Copy the rows below word for word, starting with the line that contains "Where can you see the snowy" and going on through the last row.

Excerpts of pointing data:
## BEGIN

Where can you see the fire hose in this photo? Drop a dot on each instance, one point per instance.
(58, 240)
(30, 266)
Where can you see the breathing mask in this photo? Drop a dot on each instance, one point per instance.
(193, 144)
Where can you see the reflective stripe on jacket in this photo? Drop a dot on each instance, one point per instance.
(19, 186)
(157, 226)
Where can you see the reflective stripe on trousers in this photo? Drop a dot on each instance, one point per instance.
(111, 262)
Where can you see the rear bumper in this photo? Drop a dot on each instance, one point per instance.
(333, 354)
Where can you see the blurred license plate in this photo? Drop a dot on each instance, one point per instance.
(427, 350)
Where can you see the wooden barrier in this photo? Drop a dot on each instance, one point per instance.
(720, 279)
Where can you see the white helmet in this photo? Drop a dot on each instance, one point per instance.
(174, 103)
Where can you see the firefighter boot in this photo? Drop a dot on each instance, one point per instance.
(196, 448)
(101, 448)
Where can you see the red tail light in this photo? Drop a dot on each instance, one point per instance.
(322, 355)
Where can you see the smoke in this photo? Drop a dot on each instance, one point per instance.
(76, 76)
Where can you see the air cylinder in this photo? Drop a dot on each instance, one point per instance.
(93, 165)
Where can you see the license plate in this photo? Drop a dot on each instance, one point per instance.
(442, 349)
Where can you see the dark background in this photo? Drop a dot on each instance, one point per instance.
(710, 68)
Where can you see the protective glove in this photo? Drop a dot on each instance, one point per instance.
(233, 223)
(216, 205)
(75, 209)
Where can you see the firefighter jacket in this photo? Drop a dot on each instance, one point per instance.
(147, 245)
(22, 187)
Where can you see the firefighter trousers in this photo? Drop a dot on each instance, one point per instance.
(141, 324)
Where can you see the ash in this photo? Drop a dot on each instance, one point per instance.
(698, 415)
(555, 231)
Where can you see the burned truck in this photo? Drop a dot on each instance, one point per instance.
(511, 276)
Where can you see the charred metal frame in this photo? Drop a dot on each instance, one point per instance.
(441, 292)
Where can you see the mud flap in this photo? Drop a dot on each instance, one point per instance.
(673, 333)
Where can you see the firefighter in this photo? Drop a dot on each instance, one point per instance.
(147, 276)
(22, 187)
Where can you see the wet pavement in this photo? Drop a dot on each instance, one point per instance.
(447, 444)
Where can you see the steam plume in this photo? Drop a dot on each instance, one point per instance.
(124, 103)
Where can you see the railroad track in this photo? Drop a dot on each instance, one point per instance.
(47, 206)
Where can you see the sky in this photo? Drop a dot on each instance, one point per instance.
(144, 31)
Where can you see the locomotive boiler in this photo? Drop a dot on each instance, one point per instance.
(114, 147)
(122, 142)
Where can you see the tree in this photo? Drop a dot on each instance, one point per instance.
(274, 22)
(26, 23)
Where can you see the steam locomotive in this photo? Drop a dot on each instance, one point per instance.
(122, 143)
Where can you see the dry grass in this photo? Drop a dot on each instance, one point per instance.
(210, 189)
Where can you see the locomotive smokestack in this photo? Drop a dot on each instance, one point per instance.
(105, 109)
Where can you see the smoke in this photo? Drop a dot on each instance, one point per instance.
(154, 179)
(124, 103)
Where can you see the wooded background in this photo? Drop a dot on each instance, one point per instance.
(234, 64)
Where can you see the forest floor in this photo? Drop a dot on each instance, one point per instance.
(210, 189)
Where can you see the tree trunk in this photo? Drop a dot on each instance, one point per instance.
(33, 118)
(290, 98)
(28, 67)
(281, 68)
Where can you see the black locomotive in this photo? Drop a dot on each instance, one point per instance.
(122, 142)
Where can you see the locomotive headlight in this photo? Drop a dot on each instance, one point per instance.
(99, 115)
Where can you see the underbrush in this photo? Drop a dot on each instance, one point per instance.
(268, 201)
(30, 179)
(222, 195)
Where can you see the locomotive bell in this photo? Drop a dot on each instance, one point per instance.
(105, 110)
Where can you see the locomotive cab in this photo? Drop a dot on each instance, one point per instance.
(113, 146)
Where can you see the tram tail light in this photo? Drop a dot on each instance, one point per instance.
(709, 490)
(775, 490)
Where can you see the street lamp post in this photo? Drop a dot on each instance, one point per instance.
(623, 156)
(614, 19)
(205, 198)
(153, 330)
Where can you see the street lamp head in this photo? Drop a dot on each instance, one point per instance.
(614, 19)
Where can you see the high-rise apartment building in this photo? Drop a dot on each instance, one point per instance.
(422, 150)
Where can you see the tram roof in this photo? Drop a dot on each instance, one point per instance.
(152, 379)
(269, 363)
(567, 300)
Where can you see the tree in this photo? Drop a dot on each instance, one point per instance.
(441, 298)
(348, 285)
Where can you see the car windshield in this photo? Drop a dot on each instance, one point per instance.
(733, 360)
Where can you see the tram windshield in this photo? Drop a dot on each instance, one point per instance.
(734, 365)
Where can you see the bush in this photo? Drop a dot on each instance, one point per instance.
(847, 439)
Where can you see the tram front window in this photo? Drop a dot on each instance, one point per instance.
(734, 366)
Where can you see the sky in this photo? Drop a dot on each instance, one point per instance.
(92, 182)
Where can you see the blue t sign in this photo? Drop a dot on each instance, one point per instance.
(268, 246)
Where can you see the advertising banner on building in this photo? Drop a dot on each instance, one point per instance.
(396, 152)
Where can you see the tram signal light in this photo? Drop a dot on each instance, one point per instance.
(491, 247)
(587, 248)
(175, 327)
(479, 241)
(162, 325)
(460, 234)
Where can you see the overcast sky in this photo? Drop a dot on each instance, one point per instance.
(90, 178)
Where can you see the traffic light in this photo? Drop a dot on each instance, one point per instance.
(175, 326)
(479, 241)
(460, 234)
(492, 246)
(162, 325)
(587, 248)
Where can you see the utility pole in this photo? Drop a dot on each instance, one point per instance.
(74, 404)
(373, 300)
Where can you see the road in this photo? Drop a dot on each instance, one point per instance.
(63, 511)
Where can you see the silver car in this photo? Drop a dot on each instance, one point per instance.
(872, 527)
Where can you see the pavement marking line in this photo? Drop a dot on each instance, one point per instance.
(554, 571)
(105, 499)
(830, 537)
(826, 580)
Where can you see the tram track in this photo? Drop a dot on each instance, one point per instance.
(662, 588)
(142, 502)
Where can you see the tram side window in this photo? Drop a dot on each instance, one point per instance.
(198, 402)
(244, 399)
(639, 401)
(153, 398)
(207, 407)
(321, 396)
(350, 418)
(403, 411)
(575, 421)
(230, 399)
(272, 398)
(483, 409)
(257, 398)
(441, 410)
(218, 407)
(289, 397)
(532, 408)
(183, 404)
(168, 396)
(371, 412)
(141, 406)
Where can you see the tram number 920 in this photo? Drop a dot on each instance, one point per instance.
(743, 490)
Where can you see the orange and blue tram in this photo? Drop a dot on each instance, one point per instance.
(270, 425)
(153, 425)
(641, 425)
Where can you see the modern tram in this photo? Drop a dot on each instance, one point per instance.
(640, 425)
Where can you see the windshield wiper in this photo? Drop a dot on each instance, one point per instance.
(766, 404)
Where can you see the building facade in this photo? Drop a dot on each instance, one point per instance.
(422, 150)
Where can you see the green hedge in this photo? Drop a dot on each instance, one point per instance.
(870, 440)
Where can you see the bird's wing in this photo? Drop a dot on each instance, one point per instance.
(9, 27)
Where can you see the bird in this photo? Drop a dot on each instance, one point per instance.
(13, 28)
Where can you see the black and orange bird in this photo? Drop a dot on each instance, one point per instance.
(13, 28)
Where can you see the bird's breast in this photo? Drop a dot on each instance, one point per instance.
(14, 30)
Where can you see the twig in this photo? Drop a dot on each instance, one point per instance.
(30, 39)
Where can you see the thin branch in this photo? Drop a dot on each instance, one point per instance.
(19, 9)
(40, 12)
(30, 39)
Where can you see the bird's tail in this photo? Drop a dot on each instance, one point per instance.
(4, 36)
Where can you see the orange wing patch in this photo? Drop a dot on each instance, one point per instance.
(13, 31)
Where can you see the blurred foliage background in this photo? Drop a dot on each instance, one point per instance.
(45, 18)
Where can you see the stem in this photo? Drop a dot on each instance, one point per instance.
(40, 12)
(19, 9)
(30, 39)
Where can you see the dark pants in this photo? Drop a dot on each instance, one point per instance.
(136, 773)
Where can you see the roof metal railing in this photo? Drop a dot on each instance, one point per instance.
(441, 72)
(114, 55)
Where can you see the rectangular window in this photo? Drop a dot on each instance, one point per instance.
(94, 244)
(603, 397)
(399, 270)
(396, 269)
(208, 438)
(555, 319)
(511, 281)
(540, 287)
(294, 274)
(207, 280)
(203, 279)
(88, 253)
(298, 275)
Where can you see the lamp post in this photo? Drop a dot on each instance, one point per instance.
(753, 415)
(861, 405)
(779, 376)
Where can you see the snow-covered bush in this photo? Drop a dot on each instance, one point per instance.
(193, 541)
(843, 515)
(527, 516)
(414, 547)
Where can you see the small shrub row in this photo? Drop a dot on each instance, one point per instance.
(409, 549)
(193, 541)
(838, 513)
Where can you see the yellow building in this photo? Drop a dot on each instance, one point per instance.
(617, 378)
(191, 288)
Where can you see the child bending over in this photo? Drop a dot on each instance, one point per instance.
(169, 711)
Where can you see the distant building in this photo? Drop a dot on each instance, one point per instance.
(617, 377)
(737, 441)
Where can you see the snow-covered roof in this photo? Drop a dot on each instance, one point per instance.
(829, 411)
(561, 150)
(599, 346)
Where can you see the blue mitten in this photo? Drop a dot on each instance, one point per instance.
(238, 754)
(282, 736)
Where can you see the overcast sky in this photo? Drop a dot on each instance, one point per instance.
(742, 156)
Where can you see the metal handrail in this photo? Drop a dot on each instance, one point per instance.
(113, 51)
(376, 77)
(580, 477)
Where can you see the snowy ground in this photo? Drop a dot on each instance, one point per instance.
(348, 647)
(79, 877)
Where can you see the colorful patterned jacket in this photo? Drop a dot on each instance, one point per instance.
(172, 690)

## END

WORKED ANSWER =
Where can you see the snowy ground in this photo? Drop a dot on each instance, one point per instance.
(348, 647)
(79, 877)
Where can you see the colorful patterned jacket in this photo? Drop a dot on each instance, one point per instance.
(172, 690)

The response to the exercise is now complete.